RECORDS FOR THIS EXERCISE ▸
** START **

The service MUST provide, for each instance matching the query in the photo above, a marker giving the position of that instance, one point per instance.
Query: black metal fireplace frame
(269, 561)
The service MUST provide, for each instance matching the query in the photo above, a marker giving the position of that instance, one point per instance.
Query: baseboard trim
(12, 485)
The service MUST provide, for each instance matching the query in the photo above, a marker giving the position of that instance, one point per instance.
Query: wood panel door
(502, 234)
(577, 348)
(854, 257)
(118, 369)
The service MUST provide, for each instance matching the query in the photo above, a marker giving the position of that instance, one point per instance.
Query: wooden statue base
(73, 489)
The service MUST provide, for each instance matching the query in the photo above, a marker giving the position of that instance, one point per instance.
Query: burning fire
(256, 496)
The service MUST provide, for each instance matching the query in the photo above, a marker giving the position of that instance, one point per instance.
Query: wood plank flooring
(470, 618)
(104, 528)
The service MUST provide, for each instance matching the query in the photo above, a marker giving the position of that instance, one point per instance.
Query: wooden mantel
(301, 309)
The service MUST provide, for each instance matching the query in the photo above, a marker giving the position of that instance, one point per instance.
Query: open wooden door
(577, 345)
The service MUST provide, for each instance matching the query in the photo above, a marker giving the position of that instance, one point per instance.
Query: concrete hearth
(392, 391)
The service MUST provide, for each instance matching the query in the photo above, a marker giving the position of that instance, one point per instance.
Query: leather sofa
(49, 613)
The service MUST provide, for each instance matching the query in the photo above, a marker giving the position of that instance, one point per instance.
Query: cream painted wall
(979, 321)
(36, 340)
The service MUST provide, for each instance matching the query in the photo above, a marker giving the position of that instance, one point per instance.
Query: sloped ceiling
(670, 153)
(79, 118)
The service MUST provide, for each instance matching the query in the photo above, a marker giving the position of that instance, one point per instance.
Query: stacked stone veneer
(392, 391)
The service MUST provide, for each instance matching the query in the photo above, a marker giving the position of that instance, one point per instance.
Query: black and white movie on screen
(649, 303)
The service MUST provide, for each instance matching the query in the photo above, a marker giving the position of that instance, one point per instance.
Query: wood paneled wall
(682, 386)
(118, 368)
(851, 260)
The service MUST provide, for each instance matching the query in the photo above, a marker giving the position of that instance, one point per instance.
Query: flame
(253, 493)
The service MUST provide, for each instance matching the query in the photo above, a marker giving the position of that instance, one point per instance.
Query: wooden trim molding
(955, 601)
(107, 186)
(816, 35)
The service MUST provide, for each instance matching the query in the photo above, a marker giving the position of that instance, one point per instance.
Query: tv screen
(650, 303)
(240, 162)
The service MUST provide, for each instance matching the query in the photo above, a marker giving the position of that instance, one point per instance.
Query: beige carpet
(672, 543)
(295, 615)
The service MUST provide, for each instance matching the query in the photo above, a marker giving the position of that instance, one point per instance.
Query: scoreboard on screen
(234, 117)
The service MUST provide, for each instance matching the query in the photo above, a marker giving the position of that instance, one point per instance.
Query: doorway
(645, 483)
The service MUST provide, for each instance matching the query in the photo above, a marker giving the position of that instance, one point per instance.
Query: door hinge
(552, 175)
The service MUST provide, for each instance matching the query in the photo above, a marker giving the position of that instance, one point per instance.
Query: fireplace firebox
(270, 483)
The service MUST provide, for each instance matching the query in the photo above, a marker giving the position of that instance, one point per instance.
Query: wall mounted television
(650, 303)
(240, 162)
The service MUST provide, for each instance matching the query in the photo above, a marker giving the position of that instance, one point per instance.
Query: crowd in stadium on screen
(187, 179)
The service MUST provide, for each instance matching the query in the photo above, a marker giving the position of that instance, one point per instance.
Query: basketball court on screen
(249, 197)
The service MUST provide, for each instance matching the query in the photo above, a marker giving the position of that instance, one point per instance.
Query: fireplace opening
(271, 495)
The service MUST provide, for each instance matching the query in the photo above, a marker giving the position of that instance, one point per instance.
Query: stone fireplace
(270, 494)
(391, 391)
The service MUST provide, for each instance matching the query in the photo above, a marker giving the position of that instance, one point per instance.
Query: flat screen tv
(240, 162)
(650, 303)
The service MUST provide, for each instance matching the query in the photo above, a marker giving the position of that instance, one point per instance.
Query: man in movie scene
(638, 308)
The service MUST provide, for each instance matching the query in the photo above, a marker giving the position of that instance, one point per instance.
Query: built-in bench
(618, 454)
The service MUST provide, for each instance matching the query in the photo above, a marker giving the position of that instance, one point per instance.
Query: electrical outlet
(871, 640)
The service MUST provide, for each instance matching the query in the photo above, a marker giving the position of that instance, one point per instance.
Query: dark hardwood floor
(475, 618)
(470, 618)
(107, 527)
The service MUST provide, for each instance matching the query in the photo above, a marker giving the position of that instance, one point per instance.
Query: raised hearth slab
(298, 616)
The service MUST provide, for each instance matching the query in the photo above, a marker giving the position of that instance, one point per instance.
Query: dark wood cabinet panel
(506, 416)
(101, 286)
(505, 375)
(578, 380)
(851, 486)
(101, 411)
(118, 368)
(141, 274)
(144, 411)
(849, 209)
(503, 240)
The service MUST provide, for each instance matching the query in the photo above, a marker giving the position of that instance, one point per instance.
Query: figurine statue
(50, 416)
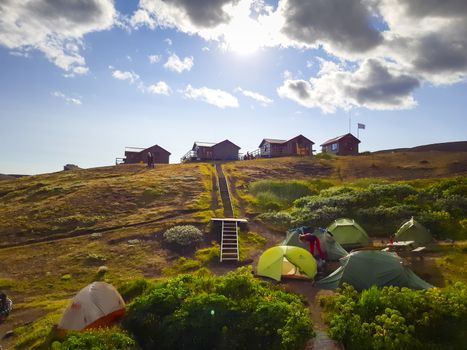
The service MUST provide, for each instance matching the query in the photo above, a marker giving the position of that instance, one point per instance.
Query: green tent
(365, 268)
(330, 247)
(348, 233)
(414, 231)
(287, 261)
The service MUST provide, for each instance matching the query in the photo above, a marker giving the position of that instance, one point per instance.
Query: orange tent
(96, 305)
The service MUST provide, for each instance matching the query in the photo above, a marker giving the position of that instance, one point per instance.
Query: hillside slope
(107, 223)
(79, 201)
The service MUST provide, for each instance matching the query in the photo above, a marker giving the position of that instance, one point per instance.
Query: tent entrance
(290, 270)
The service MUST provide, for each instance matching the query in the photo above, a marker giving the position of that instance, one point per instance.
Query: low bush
(380, 207)
(398, 318)
(235, 311)
(183, 236)
(103, 339)
(134, 288)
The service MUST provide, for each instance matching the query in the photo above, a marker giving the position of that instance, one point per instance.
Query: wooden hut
(297, 146)
(208, 151)
(134, 155)
(342, 145)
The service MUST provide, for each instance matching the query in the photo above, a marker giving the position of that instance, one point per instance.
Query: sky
(82, 79)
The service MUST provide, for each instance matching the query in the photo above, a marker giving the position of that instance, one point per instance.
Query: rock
(8, 334)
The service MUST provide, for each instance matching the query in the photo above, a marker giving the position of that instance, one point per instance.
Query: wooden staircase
(229, 241)
(224, 191)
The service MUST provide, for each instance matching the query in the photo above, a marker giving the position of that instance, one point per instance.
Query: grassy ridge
(105, 197)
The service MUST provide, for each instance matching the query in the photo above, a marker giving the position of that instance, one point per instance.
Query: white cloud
(174, 63)
(55, 28)
(161, 88)
(71, 100)
(218, 98)
(255, 96)
(122, 75)
(375, 85)
(405, 43)
(154, 58)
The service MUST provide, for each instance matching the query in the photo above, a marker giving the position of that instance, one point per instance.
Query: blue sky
(81, 80)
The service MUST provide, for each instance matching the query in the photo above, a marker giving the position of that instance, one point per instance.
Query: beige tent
(96, 305)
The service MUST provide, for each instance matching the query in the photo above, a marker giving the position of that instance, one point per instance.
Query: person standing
(315, 249)
(315, 246)
(5, 306)
(150, 160)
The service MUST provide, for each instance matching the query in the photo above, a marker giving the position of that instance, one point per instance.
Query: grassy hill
(58, 230)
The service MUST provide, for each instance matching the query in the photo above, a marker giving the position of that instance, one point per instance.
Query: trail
(321, 341)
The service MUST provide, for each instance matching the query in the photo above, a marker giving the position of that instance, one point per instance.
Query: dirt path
(302, 287)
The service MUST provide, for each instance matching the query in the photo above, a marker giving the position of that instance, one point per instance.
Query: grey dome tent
(330, 247)
(414, 231)
(348, 233)
(366, 268)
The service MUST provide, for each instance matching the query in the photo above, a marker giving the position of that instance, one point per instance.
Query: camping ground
(61, 231)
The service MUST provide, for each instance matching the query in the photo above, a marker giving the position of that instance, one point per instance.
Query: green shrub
(103, 339)
(382, 207)
(201, 311)
(279, 220)
(134, 288)
(208, 255)
(399, 318)
(183, 236)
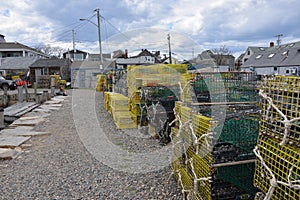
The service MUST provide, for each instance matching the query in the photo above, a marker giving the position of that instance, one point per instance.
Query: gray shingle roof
(89, 64)
(17, 62)
(277, 56)
(51, 62)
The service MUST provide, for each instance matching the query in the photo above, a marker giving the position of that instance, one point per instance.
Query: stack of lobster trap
(214, 136)
(277, 172)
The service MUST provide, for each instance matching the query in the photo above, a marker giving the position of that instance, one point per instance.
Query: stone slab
(48, 107)
(12, 141)
(6, 153)
(16, 132)
(28, 122)
(54, 101)
(19, 128)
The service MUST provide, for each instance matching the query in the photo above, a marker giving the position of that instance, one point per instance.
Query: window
(271, 55)
(258, 57)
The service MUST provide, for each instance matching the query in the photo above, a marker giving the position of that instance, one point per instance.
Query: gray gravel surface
(58, 166)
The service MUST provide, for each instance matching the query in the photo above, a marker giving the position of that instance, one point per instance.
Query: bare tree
(221, 54)
(49, 50)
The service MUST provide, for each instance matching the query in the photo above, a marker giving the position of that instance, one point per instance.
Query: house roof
(277, 56)
(10, 63)
(50, 62)
(145, 52)
(15, 46)
(91, 64)
(73, 51)
(95, 56)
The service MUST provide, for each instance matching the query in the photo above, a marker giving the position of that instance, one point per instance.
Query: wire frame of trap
(280, 111)
(196, 159)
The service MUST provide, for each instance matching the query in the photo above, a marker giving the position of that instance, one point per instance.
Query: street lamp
(99, 34)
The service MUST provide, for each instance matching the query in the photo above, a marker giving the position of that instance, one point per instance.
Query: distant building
(2, 38)
(253, 50)
(212, 61)
(13, 66)
(283, 60)
(41, 70)
(75, 55)
(15, 49)
(84, 73)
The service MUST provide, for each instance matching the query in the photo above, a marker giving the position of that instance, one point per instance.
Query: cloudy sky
(193, 25)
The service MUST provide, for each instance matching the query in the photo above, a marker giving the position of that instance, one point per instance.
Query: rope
(196, 179)
(273, 181)
(287, 123)
(181, 184)
(182, 89)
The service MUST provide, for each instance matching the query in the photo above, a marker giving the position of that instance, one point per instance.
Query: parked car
(20, 82)
(7, 84)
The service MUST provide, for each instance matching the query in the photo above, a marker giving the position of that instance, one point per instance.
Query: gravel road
(59, 166)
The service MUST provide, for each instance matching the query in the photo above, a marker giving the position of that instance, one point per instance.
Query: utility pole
(99, 35)
(170, 54)
(192, 53)
(73, 38)
(278, 39)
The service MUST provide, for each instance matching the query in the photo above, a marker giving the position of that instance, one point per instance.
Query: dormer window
(258, 57)
(271, 55)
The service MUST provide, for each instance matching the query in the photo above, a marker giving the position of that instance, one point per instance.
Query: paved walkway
(58, 165)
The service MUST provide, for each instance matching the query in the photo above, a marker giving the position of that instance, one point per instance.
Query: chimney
(2, 38)
(126, 53)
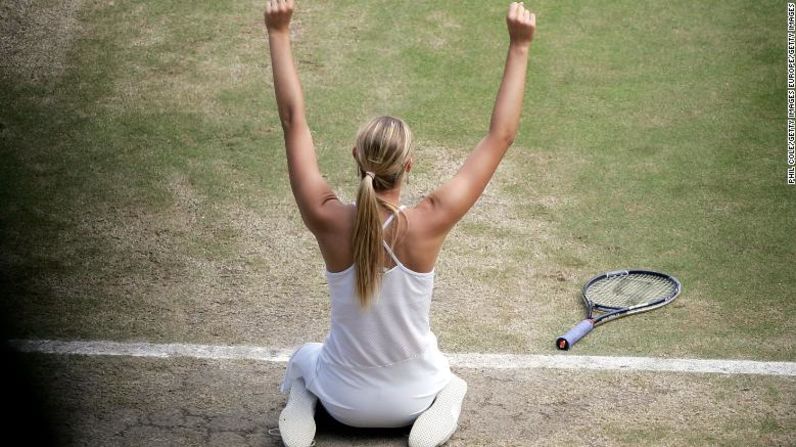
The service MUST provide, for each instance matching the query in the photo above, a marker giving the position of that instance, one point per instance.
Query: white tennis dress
(378, 367)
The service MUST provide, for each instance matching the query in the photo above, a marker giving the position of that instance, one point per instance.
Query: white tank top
(388, 346)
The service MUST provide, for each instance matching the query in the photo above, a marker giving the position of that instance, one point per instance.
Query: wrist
(520, 46)
(279, 32)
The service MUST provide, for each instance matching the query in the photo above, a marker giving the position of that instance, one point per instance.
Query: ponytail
(366, 239)
(383, 145)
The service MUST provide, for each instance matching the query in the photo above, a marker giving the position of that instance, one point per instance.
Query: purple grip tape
(576, 333)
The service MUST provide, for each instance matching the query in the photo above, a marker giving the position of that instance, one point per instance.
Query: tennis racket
(618, 294)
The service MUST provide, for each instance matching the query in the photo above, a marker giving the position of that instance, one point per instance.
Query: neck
(392, 196)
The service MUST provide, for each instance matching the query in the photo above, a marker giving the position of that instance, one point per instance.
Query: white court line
(490, 361)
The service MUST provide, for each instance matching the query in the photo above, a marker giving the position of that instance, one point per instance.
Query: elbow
(505, 137)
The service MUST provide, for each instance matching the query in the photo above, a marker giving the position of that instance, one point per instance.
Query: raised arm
(451, 201)
(313, 195)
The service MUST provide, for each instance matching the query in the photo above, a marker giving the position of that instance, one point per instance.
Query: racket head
(630, 289)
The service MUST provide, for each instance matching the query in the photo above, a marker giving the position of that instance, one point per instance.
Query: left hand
(277, 14)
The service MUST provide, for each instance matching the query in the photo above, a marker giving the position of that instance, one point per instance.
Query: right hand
(277, 14)
(521, 23)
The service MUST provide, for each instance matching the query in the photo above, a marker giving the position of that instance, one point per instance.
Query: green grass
(144, 191)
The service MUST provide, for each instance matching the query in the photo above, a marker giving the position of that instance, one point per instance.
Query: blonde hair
(383, 147)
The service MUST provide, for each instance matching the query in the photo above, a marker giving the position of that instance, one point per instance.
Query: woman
(380, 365)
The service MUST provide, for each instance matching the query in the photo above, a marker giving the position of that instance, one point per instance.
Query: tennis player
(380, 365)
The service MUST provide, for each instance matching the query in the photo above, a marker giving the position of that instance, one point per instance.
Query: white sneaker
(297, 420)
(437, 424)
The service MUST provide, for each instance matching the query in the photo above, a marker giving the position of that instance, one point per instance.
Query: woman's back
(395, 326)
(380, 365)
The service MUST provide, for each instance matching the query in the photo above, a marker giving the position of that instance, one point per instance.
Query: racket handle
(566, 341)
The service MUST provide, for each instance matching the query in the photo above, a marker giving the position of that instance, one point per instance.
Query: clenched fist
(277, 14)
(521, 23)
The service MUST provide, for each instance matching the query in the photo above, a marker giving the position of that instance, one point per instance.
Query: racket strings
(630, 290)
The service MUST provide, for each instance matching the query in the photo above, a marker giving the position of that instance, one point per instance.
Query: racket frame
(610, 312)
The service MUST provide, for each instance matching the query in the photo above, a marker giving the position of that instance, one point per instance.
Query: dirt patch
(182, 401)
(36, 36)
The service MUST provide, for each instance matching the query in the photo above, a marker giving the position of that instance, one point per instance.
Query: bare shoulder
(421, 245)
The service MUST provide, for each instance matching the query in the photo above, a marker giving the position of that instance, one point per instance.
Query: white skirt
(381, 396)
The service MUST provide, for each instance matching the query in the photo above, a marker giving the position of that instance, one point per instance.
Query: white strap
(387, 247)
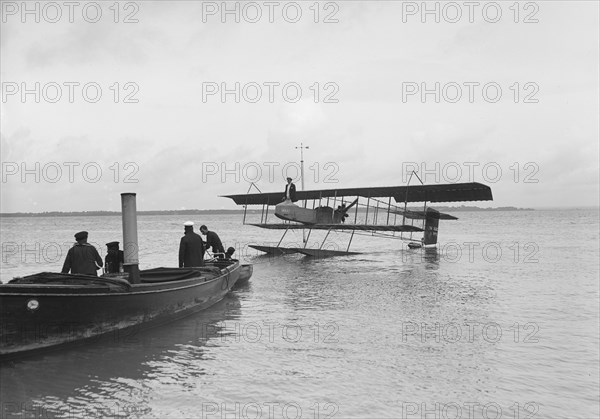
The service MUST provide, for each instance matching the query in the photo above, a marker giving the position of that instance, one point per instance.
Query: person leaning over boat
(191, 248)
(82, 258)
(213, 240)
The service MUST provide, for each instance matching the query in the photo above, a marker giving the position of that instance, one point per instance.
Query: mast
(302, 147)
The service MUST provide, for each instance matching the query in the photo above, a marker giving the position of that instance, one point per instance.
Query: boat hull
(38, 317)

** END **

DO THIS ▸ Locate each line of the records that contains the word "bare" and copy those lines.

EXPECTED ANSWER ▸
Query: bare tree
Query: bare shoulder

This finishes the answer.